• **WHAT YOU ARE ASKED TO DO**:
Rewrite the lines from the first one through the line with "positive clicks: (141, 53)", changing every "rough mask" to "coarse mask" and keeping everything else the same. Omit the pictures.

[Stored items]
----
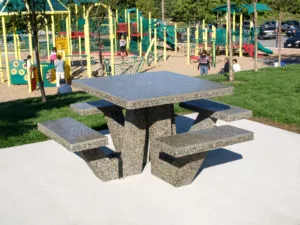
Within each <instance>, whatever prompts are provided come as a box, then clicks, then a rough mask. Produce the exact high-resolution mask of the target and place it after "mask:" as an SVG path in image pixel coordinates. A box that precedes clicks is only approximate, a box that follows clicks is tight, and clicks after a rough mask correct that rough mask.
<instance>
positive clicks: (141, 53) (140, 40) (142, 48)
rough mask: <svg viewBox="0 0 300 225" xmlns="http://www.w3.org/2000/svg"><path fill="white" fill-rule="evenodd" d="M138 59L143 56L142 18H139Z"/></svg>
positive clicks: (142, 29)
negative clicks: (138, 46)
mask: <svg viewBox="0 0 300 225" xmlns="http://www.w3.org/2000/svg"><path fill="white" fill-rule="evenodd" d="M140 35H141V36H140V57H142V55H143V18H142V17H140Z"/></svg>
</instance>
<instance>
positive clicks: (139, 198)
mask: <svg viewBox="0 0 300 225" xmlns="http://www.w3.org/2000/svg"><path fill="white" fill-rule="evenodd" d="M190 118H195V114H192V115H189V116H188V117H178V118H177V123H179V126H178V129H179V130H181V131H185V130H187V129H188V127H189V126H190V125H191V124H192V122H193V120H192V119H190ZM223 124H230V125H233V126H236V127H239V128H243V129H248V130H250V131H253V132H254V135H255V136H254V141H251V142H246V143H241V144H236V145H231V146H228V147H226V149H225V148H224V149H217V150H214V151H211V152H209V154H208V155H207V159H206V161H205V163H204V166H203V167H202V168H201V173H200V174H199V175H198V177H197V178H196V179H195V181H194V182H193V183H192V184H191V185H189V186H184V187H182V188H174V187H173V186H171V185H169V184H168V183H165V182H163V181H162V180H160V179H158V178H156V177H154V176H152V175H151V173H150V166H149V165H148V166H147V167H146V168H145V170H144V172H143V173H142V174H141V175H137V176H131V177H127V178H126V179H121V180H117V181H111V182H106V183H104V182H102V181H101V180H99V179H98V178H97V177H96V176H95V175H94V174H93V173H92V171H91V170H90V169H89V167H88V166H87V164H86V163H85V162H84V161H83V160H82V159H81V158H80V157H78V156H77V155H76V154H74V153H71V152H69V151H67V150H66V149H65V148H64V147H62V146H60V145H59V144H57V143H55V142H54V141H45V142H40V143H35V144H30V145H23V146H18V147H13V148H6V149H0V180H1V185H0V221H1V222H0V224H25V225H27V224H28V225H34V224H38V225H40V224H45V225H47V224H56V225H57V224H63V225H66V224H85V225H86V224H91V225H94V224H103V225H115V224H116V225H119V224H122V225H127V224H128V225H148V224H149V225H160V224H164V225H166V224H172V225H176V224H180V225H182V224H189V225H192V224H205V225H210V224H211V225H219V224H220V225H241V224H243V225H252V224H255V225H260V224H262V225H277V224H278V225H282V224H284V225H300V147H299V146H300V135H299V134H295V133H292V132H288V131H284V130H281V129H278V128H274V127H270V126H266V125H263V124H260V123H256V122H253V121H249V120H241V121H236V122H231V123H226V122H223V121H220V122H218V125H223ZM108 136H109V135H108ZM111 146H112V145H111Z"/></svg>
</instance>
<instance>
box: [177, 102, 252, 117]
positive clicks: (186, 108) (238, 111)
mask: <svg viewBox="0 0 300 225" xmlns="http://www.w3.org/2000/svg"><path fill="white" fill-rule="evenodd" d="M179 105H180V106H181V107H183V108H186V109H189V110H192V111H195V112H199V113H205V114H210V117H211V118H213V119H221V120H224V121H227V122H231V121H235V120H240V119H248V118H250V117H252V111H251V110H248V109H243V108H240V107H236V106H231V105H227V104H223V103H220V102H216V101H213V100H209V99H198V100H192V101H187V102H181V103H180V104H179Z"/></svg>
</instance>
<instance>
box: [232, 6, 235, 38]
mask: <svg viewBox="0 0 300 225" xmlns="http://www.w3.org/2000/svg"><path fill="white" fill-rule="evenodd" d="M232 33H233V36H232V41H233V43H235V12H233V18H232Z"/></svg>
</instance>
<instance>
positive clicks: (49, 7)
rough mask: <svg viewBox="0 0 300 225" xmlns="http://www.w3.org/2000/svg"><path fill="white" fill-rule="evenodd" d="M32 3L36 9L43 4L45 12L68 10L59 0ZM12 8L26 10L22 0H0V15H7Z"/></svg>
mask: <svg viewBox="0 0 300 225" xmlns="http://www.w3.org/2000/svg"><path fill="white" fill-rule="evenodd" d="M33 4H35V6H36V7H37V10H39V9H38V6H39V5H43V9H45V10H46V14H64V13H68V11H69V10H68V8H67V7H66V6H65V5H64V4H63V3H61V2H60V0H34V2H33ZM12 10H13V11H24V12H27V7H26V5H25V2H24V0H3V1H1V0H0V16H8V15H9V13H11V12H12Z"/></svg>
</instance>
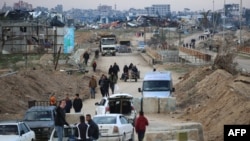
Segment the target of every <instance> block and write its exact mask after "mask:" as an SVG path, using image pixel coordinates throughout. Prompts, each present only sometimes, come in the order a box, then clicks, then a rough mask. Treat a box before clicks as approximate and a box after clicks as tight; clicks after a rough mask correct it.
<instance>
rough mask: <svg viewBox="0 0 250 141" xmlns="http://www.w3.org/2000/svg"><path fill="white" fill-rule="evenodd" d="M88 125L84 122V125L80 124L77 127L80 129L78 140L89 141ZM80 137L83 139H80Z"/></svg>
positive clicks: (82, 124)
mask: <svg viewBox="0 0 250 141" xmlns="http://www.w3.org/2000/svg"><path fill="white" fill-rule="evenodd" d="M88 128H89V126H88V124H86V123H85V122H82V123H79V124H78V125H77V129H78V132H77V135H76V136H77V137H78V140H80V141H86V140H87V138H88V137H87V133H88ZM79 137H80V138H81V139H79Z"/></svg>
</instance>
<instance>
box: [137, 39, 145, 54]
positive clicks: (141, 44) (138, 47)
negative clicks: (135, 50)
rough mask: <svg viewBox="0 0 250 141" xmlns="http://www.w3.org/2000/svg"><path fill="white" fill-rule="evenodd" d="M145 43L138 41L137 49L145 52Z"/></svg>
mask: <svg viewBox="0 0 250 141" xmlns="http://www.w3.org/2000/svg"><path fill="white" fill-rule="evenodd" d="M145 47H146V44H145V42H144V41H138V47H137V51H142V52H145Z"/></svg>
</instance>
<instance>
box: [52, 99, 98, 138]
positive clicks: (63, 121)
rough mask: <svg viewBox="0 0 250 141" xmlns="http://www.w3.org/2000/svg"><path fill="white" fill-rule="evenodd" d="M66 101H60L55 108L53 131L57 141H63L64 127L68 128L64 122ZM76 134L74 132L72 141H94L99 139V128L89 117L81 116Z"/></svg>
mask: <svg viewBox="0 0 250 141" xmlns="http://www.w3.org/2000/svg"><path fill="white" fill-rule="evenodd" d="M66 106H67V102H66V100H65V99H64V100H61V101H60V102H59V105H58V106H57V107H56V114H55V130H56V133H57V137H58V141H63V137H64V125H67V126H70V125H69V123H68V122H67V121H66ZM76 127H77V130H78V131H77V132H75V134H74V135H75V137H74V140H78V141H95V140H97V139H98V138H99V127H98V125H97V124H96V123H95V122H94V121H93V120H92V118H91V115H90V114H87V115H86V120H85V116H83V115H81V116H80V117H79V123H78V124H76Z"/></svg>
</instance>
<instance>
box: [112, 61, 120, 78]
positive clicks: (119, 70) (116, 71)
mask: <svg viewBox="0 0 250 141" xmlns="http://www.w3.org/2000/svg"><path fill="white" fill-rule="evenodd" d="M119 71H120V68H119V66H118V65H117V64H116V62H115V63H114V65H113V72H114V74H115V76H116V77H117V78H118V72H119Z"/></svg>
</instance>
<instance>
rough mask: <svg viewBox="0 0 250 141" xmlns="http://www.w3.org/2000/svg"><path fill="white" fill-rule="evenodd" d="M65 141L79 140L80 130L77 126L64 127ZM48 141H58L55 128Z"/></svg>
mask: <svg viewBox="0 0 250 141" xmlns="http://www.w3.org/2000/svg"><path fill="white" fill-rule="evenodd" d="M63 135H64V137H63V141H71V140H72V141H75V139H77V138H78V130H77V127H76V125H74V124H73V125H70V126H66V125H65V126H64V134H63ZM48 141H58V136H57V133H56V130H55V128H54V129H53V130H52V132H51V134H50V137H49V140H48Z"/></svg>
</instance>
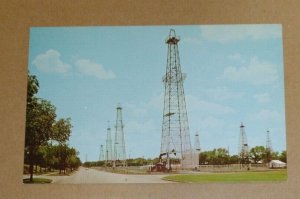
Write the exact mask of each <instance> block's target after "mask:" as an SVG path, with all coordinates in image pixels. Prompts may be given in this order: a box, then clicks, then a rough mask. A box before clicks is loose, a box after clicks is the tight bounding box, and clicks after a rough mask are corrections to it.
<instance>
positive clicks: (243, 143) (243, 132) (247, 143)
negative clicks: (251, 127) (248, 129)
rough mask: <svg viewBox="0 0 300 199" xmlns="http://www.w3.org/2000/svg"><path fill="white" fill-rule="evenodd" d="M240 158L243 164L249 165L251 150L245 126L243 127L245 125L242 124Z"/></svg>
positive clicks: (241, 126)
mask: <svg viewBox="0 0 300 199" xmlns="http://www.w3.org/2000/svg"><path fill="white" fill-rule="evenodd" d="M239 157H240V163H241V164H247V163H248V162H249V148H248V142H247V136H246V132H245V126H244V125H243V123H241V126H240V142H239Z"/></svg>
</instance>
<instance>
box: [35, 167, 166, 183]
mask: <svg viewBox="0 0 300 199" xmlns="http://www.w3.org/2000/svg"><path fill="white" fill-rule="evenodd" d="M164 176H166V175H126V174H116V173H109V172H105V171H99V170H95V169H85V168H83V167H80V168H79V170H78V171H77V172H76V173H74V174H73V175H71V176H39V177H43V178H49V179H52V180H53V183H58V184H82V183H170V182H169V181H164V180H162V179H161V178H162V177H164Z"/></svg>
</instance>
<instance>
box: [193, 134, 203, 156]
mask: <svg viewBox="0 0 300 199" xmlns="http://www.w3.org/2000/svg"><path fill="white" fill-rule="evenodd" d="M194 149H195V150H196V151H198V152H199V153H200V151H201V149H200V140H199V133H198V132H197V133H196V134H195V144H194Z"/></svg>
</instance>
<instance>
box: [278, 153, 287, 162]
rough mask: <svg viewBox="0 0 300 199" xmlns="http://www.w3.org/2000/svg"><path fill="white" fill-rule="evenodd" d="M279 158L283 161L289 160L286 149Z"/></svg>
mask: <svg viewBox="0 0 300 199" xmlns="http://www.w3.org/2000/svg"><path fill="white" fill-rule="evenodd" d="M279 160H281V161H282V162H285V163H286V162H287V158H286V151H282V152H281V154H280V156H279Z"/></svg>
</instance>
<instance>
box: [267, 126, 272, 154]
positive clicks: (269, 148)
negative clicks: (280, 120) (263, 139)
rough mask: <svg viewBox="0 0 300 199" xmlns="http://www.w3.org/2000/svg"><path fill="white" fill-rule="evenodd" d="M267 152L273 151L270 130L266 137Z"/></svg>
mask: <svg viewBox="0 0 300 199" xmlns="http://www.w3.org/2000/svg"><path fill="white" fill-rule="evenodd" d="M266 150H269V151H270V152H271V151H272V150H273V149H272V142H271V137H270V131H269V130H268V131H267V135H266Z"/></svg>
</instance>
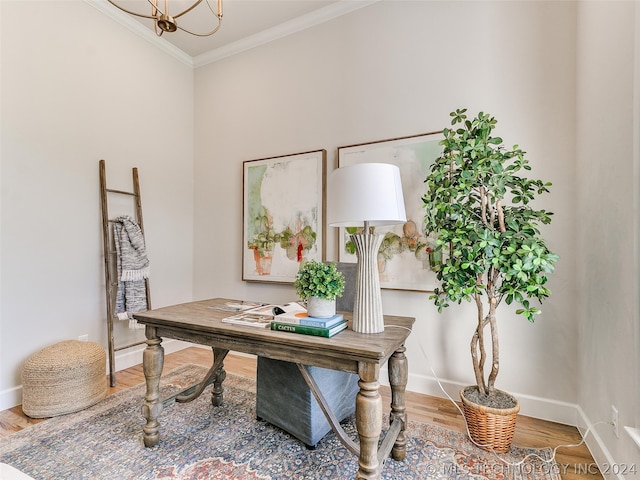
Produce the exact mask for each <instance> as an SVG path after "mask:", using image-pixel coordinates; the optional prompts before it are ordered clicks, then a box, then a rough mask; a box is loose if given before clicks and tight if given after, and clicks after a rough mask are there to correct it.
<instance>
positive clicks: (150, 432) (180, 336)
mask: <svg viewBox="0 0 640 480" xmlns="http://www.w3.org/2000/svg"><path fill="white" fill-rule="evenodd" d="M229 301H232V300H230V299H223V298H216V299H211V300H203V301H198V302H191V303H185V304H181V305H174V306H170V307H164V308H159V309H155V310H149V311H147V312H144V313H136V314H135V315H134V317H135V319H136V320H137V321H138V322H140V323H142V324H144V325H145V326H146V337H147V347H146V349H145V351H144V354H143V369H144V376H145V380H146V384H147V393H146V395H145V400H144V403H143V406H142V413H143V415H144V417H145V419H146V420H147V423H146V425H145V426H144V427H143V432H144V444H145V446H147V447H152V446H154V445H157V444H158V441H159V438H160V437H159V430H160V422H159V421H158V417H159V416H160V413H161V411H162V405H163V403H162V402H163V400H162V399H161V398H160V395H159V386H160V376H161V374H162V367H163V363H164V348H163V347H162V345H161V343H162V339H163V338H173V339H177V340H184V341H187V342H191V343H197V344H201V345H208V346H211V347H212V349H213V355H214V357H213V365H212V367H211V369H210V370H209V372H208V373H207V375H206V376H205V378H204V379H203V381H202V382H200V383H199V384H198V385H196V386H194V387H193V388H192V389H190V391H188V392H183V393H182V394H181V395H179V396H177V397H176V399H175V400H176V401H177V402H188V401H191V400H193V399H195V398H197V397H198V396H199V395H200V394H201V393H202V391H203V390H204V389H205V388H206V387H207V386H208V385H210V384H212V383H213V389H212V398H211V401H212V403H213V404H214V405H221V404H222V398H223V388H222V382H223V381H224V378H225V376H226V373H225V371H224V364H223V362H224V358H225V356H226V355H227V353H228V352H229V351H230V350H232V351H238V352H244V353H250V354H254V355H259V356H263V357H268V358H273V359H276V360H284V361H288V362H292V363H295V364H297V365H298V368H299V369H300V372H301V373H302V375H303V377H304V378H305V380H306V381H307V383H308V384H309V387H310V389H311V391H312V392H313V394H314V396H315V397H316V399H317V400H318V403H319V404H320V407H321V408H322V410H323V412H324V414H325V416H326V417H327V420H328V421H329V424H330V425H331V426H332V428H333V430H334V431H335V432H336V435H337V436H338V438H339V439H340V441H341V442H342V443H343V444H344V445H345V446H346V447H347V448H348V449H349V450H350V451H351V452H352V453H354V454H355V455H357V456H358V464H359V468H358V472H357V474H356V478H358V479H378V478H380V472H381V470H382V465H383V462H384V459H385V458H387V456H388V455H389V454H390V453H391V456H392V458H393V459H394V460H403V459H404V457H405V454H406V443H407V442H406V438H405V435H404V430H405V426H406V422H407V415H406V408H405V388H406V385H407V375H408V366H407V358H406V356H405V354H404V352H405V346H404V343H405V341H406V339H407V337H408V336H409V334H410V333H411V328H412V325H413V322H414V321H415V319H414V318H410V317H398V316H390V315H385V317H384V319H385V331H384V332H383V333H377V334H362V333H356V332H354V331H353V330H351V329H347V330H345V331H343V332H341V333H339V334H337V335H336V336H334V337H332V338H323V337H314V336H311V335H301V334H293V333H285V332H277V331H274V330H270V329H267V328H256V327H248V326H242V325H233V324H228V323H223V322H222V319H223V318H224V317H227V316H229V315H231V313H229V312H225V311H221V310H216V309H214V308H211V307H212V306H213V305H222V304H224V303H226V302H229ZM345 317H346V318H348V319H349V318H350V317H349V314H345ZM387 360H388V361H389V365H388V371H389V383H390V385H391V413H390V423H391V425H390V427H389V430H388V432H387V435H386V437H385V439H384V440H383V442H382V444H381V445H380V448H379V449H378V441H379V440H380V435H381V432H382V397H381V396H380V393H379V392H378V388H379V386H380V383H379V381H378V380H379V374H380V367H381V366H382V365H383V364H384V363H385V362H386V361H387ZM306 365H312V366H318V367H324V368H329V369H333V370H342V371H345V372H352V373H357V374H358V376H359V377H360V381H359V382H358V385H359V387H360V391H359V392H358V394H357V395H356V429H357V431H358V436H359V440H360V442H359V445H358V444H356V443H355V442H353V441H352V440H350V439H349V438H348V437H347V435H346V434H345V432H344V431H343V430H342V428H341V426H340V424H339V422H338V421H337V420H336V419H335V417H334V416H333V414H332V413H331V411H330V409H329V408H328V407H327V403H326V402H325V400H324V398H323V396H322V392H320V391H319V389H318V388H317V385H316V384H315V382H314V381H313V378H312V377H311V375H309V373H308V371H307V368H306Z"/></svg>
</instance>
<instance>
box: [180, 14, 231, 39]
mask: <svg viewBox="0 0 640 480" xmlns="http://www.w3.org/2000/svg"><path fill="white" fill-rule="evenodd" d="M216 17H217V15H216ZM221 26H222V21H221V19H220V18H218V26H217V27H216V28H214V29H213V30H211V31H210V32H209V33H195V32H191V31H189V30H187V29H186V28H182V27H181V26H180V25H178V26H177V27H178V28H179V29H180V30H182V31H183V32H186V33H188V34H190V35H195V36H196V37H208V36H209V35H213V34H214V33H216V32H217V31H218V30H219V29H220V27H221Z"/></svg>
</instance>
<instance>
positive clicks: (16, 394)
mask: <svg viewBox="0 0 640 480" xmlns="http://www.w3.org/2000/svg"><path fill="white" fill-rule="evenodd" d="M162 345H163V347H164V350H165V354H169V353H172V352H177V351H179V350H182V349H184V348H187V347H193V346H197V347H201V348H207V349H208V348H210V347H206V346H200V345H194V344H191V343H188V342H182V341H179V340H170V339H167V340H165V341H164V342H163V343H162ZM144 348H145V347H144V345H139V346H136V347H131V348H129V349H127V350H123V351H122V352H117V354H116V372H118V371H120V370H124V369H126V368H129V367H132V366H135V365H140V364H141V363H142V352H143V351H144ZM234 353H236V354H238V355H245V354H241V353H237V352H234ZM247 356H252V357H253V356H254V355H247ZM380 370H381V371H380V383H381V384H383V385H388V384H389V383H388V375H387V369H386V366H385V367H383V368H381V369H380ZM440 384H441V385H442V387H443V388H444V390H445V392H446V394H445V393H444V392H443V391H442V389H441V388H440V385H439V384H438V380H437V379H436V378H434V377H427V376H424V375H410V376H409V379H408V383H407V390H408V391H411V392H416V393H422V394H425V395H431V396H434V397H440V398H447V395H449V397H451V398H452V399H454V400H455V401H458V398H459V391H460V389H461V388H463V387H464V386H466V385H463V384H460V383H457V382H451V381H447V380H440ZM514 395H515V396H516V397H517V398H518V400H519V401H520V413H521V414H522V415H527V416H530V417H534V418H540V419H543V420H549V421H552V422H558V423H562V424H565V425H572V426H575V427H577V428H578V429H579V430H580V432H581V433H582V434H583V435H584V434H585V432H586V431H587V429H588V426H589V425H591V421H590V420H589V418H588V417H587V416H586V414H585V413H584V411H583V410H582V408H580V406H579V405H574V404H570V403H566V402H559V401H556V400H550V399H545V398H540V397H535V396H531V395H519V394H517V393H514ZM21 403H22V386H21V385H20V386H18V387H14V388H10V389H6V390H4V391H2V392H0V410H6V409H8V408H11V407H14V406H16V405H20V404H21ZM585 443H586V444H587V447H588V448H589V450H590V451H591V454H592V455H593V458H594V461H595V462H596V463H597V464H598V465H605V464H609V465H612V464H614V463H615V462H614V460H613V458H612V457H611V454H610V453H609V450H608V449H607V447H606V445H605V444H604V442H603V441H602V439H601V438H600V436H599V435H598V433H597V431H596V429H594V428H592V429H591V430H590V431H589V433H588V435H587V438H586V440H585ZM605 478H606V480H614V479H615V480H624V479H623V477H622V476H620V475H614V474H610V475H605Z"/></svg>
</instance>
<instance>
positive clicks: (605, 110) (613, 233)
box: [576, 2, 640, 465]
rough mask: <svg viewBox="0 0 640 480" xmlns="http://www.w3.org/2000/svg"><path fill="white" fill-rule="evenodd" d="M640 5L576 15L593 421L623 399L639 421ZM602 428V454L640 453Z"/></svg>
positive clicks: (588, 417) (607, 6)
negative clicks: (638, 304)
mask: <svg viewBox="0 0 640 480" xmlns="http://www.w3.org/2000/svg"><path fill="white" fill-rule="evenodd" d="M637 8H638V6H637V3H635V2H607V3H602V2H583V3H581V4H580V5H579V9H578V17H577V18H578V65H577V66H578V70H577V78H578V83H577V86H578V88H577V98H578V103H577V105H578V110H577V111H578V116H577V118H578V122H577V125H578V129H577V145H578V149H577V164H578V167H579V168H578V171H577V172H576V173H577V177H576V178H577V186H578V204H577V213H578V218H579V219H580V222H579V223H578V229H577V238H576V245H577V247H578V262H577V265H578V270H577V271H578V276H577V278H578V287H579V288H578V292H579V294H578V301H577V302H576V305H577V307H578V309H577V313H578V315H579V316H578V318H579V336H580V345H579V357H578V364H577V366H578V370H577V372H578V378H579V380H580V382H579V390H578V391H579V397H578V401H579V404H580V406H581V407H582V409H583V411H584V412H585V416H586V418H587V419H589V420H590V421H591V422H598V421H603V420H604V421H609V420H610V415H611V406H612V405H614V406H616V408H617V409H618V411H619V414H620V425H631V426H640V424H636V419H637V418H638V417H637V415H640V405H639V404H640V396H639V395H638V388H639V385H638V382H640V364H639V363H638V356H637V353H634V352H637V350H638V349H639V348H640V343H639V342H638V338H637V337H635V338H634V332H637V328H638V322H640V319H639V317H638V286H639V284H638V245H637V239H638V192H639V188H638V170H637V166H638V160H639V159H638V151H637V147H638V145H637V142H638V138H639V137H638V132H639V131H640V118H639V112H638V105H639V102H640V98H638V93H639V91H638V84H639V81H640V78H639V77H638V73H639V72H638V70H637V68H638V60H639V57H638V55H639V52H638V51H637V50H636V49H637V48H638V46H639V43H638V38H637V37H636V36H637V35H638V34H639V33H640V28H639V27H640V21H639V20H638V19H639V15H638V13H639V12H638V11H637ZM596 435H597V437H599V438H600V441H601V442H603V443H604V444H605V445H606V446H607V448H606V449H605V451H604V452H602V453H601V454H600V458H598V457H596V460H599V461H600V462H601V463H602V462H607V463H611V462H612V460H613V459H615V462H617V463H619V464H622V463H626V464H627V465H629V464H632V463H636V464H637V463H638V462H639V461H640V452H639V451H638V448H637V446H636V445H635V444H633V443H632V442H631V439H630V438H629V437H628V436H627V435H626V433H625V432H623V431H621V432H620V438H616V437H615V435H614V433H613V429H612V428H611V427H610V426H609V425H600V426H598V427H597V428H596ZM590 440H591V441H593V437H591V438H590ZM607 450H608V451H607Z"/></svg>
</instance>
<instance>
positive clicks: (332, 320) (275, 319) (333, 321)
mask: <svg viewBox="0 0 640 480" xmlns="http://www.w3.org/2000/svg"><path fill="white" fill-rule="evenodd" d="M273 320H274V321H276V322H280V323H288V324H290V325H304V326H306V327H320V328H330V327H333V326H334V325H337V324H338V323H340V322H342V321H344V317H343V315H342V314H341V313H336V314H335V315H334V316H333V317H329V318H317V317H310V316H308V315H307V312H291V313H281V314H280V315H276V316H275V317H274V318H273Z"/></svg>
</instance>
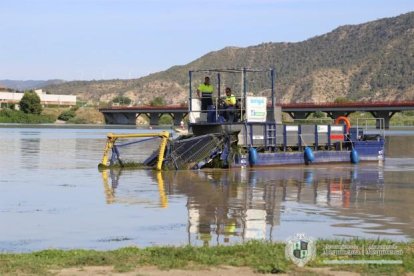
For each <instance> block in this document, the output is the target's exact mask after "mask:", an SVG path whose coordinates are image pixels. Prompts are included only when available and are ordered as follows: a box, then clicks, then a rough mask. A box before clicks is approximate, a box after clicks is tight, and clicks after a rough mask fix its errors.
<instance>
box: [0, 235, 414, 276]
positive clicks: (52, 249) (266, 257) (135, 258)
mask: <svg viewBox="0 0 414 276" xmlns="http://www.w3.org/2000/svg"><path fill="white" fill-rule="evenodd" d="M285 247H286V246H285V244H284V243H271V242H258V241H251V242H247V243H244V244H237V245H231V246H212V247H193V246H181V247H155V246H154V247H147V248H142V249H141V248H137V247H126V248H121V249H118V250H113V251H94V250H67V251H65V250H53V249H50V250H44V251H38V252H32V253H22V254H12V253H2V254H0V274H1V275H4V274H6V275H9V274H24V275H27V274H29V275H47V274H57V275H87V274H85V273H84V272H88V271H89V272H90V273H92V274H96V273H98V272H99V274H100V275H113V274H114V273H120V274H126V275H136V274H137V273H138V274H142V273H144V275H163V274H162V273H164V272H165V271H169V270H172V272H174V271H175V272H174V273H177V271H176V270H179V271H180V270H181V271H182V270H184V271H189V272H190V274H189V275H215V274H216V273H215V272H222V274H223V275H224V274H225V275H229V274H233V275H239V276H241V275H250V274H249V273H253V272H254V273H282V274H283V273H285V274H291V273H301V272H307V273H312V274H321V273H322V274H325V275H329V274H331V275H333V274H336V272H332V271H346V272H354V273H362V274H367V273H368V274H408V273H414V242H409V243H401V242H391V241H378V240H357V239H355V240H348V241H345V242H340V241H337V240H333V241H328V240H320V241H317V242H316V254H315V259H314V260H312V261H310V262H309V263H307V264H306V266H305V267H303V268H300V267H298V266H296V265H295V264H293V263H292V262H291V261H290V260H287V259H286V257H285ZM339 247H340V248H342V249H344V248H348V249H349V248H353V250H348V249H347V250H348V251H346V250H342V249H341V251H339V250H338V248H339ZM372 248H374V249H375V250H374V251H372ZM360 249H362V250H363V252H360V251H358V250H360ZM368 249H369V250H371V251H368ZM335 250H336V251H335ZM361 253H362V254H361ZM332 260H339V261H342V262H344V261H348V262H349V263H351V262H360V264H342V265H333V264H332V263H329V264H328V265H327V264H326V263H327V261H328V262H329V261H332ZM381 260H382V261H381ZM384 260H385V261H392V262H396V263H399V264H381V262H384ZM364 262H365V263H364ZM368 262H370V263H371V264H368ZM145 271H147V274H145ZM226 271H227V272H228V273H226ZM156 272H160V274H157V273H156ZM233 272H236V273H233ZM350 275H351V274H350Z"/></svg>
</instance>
----
• **RESULT OF THE EXERCISE**:
Within each <instance>, whatever prompts are provided come as a box, then clicks, then a coarse mask. Produce the exact high-resolution mask of the target and place it after "mask:" as an SVG path in image pixel coordinates. A box that precedes clicks is only approximate, a box that follows clicks is tight, and clicks after a coarse mask correct that coarse mask.
<instance>
positive clicks: (141, 53) (140, 40) (142, 48)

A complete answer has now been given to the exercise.